Try it: Output the data verbatim, with nothing added or dropped.

● ● ● ●

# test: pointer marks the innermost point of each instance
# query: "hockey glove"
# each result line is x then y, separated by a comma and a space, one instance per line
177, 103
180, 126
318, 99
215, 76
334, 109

● ● ● ●

Your response:
# test: pointer marks the innermost point of each instance
# query: "hockey glove"
# each result line is x then y, separated by a comma and a space, one instance per line
177, 103
180, 126
318, 99
215, 76
334, 109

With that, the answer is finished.